- **Passage provided**:
If I ran the zoo

 


I recently said goodbye to my Uncle Harry Rosenfeld. Three weeks ago, when our part of the world was experiencing record high temperatures, I flew across the country to Albany, New York to visit my famous 91-year-old uncle who had contracted COVID-19 in his retirement home.

We hugged, we chatted. I took pictures of Harry and my wonderful aunt Annie and I left knowing that it was likely that this was the last time we would be together.

Last week, I got to watch Harry’s funeral live online. It was an amazing tribute to an amazing man, with wonderful appearances by my cousins, his daughters Susan, Amy and Stefanie.

In the 1960s Harry was the foreign editor of the New York Herald Tribune. He went to the Washington Post, was promoted to Metro editor in 1970 and was put in charge of the Watergate investigation in 1972. In 1978 he became executive editor of Albany’s two daily newspapers. I have pictures of him with Golda Meir, the Israeli prime minister, and Teddy Kennedy, as well as Dustin Hoffman, who played Carl Bernstein in the film “All the President’s Men.”

- **Problem to work on**: In the text about Uncle Harry Rosenfeld, what position was he promoted to at the Washington Post in 1970? The records have no connection to the text about Uncle Harry Rosenfeld.

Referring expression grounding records
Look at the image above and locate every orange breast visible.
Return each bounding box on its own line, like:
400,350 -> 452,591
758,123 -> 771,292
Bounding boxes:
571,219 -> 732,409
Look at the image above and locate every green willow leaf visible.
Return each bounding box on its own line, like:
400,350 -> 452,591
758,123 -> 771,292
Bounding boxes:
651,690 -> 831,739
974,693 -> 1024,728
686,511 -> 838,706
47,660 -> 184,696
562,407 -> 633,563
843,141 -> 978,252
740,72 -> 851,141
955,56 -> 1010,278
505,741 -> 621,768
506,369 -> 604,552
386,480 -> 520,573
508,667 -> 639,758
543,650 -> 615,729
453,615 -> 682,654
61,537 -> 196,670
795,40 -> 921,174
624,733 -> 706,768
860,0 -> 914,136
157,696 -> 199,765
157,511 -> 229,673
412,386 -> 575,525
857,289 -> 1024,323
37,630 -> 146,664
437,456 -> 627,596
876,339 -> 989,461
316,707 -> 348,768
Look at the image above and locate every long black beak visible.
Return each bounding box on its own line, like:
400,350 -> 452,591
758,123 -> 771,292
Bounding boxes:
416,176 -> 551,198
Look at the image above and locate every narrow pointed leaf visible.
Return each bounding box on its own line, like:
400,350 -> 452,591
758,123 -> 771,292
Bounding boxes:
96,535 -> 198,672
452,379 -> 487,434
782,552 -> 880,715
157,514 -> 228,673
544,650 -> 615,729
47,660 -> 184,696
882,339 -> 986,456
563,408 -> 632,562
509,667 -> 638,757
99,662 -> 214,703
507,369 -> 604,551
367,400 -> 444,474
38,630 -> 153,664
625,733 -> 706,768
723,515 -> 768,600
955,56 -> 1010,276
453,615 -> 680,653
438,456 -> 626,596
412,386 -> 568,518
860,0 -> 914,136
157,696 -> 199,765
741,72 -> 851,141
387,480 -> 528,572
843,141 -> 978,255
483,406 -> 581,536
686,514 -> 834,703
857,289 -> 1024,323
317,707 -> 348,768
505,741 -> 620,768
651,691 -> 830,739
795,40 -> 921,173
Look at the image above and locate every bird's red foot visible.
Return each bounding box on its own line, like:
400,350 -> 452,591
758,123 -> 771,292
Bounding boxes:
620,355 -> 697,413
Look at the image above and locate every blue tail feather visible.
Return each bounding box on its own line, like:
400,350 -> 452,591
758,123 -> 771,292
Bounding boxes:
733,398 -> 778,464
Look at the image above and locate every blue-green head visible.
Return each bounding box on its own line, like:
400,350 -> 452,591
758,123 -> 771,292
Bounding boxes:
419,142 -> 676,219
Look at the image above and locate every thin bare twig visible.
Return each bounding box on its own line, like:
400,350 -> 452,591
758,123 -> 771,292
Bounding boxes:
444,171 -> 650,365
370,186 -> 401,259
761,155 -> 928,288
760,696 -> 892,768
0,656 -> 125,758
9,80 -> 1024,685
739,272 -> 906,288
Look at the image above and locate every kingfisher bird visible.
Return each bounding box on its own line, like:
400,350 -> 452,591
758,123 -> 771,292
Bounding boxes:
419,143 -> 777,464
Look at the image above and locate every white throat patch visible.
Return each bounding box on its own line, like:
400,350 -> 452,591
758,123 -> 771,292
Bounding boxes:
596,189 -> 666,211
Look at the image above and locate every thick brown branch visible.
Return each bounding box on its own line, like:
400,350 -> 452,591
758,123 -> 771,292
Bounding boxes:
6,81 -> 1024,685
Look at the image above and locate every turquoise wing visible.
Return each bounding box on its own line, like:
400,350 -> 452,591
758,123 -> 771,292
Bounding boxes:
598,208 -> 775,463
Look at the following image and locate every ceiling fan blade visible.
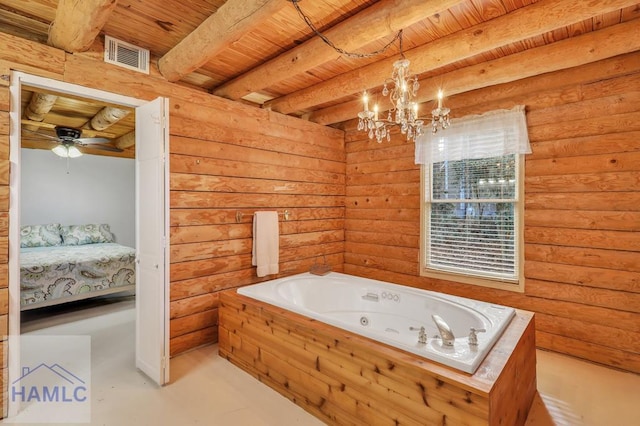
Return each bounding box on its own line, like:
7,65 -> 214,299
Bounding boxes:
87,145 -> 124,152
73,138 -> 109,145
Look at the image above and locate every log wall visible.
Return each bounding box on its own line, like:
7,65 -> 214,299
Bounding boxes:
0,33 -> 345,372
344,52 -> 640,373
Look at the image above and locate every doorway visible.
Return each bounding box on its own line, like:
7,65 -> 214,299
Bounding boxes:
7,72 -> 169,416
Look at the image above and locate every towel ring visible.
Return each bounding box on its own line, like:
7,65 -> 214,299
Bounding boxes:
236,210 -> 291,223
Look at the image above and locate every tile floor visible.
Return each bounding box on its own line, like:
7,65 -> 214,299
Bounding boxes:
2,300 -> 640,426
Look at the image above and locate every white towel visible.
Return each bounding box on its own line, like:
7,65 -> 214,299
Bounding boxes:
251,212 -> 280,277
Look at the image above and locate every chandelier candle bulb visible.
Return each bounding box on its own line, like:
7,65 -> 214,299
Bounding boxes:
358,32 -> 449,143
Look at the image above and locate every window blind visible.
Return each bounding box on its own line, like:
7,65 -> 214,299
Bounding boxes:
426,154 -> 518,280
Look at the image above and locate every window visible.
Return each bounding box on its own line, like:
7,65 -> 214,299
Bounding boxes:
416,109 -> 529,291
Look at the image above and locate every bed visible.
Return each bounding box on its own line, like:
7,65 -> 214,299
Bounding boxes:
20,223 -> 136,310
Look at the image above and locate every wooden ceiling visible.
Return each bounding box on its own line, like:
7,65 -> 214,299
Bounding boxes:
21,87 -> 135,158
0,0 -> 640,156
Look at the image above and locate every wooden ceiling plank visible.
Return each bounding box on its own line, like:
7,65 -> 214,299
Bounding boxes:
112,130 -> 136,149
309,19 -> 640,125
48,0 -> 117,53
158,0 -> 286,81
213,0 -> 461,102
268,0 -> 637,114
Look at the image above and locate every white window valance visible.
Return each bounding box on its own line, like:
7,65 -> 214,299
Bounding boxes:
415,105 -> 531,164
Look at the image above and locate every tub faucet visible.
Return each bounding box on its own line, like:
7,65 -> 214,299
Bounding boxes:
431,314 -> 456,346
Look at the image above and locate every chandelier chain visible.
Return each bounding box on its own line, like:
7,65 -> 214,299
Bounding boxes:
289,0 -> 404,58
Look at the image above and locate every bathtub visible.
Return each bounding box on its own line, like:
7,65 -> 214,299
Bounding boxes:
238,272 -> 515,374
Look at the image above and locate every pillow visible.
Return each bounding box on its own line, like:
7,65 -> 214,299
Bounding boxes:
20,223 -> 62,248
61,223 -> 113,246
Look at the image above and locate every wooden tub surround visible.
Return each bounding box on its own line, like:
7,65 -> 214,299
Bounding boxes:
219,290 -> 536,426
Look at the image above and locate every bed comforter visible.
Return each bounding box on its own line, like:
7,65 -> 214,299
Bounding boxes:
20,243 -> 136,307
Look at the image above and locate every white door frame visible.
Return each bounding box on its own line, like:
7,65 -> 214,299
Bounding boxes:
5,71 -> 169,416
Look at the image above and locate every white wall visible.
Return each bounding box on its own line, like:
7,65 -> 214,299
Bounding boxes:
20,149 -> 135,247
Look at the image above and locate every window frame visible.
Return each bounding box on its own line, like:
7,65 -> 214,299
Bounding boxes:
418,154 -> 525,293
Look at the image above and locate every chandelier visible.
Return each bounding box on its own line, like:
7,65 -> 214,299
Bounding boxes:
358,30 -> 450,143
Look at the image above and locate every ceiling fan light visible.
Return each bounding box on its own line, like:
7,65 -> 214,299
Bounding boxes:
67,146 -> 82,158
51,145 -> 82,158
51,145 -> 69,158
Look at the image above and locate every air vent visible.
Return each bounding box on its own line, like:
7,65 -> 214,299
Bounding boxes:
104,36 -> 149,74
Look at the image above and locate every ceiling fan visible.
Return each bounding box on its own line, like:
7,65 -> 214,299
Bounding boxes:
24,126 -> 123,158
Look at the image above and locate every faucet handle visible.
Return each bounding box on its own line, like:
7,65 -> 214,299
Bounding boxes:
469,327 -> 487,346
409,327 -> 427,345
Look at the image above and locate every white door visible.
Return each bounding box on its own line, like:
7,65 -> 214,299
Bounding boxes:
136,98 -> 169,385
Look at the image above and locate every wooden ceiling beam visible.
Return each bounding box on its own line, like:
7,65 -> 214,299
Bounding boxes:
20,119 -> 116,139
47,0 -> 117,53
269,0 -> 637,118
24,92 -> 58,121
158,0 -> 287,81
84,107 -> 129,130
309,19 -> 640,125
212,0 -> 462,101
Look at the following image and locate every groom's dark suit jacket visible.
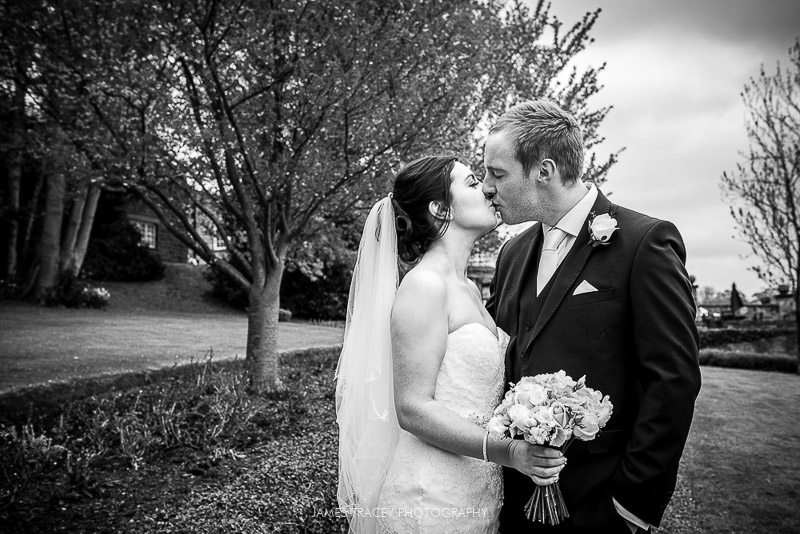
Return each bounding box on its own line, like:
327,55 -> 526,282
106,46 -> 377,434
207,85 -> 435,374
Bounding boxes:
487,193 -> 700,533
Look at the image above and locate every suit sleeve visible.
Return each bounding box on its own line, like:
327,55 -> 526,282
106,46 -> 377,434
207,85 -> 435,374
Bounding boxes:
611,221 -> 701,526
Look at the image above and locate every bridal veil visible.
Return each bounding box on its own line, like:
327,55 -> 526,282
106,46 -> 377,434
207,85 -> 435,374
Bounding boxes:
336,196 -> 400,534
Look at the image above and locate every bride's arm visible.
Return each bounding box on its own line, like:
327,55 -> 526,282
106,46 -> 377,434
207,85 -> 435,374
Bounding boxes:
391,269 -> 565,484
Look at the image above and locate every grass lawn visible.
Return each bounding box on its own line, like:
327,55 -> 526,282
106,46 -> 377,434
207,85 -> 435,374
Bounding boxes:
0,301 -> 342,393
0,351 -> 800,534
659,367 -> 800,533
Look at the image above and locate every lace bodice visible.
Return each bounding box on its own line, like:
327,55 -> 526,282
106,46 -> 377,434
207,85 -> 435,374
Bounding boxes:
435,323 -> 508,423
377,323 -> 508,534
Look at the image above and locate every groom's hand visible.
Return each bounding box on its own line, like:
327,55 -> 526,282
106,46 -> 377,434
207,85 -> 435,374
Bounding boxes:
510,439 -> 567,486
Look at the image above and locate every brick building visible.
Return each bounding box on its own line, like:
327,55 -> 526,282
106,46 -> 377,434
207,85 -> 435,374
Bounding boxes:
125,198 -> 189,263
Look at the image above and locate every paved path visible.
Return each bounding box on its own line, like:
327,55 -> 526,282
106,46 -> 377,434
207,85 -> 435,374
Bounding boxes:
0,301 -> 343,393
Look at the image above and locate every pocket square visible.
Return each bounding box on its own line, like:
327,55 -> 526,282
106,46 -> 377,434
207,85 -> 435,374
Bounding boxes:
572,280 -> 597,297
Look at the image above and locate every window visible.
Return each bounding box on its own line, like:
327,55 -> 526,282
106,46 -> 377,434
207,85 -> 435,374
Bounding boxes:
133,221 -> 158,249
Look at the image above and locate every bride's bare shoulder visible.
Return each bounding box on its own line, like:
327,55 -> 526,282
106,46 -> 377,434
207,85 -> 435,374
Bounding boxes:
397,265 -> 447,296
394,265 -> 447,313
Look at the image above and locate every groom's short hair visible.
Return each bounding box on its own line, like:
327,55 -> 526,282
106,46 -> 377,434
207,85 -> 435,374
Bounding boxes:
489,100 -> 583,185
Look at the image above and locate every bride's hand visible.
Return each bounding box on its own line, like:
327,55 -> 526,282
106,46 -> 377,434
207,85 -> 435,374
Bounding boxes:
509,439 -> 567,486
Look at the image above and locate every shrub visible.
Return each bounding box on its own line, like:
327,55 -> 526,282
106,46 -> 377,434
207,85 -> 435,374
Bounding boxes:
700,327 -> 795,348
82,196 -> 164,282
699,349 -> 797,373
43,271 -> 111,309
281,260 -> 353,320
0,425 -> 65,519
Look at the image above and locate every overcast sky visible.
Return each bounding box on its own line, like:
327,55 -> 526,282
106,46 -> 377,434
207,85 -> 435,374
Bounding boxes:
532,0 -> 800,295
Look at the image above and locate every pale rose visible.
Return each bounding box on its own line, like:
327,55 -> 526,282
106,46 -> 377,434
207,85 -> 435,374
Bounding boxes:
589,213 -> 618,243
533,406 -> 556,428
528,426 -> 548,445
572,413 -> 600,441
508,404 -> 530,422
550,402 -> 569,428
550,427 -> 572,447
486,417 -> 507,438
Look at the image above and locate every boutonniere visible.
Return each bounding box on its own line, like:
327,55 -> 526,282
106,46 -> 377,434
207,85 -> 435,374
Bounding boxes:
589,206 -> 619,251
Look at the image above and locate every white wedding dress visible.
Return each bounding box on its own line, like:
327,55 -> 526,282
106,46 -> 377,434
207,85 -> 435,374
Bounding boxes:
377,323 -> 508,534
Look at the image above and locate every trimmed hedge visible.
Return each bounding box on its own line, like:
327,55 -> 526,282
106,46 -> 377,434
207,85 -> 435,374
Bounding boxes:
699,349 -> 798,373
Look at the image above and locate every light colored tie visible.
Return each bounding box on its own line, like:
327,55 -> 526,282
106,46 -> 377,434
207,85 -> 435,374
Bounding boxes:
536,226 -> 567,297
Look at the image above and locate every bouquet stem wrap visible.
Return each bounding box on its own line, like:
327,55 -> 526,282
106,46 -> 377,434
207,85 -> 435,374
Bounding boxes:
525,482 -> 569,525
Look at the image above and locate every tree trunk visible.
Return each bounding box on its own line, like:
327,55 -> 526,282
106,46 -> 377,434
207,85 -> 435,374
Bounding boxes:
5,149 -> 22,280
245,264 -> 283,393
59,182 -> 89,274
794,288 -> 800,374
73,184 -> 103,274
35,170 -> 67,299
5,74 -> 25,280
19,169 -> 44,276
61,183 -> 101,276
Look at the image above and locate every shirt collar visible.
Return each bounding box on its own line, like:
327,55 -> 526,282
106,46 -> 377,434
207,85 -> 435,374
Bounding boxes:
542,182 -> 597,237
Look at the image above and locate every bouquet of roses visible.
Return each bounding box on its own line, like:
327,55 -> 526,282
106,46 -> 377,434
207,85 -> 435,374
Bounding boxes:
488,371 -> 614,525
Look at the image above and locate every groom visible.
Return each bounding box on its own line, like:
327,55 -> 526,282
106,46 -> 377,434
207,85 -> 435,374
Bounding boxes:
483,100 -> 700,534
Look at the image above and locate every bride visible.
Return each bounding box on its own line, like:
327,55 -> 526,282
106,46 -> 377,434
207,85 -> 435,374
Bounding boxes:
336,156 -> 564,534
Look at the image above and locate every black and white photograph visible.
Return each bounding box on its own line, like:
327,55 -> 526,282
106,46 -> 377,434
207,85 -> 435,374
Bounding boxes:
0,0 -> 800,534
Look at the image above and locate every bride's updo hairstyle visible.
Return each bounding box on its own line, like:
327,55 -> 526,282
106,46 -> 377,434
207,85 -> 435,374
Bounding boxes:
392,156 -> 460,263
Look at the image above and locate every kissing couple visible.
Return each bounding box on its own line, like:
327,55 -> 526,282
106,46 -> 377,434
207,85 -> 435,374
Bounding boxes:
336,100 -> 700,534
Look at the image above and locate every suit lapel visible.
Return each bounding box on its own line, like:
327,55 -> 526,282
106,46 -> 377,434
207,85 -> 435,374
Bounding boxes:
522,191 -> 611,354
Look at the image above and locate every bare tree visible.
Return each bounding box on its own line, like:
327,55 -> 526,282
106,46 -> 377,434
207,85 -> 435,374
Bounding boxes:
722,41 -> 800,369
14,0 -> 615,391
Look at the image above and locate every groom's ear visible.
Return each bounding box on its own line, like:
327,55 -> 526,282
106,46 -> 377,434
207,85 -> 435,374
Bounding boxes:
428,200 -> 453,221
539,158 -> 558,183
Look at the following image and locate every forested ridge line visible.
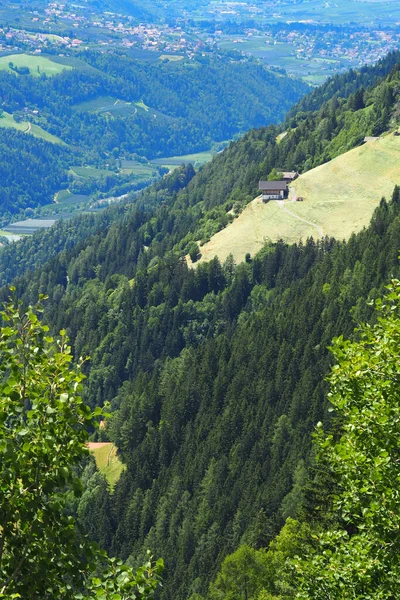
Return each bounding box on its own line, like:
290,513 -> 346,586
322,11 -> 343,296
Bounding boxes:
1,52 -> 400,600
0,50 -> 399,284
4,186 -> 400,598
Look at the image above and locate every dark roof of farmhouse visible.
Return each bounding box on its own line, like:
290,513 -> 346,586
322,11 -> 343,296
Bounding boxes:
258,181 -> 287,192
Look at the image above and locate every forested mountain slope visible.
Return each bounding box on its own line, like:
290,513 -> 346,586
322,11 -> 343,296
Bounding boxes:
0,52 -> 309,221
1,57 -> 400,600
0,50 -> 399,284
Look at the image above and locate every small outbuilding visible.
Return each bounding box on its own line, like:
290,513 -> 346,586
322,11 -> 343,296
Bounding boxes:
258,181 -> 288,202
280,171 -> 299,183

- **Answer section**: Metro editor